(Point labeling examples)
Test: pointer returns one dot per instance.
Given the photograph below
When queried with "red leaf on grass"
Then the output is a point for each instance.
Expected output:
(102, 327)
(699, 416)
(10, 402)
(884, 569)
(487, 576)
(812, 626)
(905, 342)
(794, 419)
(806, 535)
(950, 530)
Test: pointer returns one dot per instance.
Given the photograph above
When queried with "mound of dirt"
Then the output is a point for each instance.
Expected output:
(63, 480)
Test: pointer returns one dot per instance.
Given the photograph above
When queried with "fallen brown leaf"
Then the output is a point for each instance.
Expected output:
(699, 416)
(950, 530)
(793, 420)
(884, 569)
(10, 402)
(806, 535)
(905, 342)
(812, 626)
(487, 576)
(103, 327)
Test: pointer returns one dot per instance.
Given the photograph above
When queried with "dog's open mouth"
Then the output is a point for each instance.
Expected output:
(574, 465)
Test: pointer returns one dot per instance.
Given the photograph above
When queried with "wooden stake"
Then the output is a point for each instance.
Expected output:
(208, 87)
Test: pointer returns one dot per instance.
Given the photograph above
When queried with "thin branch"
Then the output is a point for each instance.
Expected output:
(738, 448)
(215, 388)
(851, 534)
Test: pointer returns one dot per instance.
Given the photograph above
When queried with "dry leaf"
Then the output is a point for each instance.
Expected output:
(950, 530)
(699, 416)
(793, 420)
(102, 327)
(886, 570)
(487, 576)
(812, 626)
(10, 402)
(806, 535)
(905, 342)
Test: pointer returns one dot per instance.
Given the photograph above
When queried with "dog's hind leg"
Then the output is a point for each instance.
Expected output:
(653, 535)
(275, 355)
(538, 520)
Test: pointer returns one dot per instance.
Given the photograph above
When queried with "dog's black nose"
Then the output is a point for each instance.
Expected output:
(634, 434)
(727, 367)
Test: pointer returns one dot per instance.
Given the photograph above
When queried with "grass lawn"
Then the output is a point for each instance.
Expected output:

Written exercise: Hand back the material above in full, exactly as written.

Solution to this exercise:
Test: pointer returns one dot per instance.
Given the photograph below
When queried with "red leaf on grass"
Then the output is a point for each instance.
Expected output:
(102, 327)
(699, 416)
(10, 402)
(884, 569)
(487, 576)
(812, 626)
(905, 342)
(794, 419)
(806, 535)
(950, 530)
Test: pointer returns one dot per instance.
Given the photograph above
When queried with "mound of dirt"
Then the output is a point for each instance.
Expected output:
(63, 480)
Test: pointer returns one dot per instance.
Given the photograph above
When queried with "fallen brown leaf"
Then the output is a point for each instance.
Expected output:
(699, 416)
(950, 530)
(793, 420)
(884, 569)
(10, 402)
(806, 535)
(905, 342)
(812, 626)
(487, 576)
(103, 327)
Test: pointer returns one dot per instance.
Given the photograph above
When queried with "dog's open mouth"
Then the output is a point for each instance.
Expected output:
(574, 465)
Test: pointer returns one dot per instance.
Given the photograph above
When queried with "wooden stake"
Then the output is a point for each instance.
Expected output:
(208, 87)
Test: pointer returns one dot per instance.
Given the photograph above
When queried with "thin branch"
Then the output is a point for each instance.
Expected output:
(738, 448)
(215, 388)
(851, 534)
Test: pointer returns one dot per instance.
Given the photograph above
When queried with "dry leaf"
Then the output is a point for each instance.
Expected output:
(950, 530)
(699, 416)
(793, 420)
(102, 327)
(886, 570)
(487, 576)
(812, 626)
(10, 402)
(806, 535)
(905, 342)
Test: pointer returns one dot per instance.
Given the photograph above
When queried with "dog's hind leg"
Then the output is a point for each instance.
Expected output:
(653, 535)
(275, 355)
(538, 520)
Test: pointer returns one dot per instance.
Given the photograph above
When queried with "dog's black nose"
Then the output is a point for each instance.
Expected output:
(634, 434)
(727, 367)
Test: pointer returns one dot per instance.
Given the photograph above
When queried with "grass lawn"
Then the output is a point for each instance.
Expected output:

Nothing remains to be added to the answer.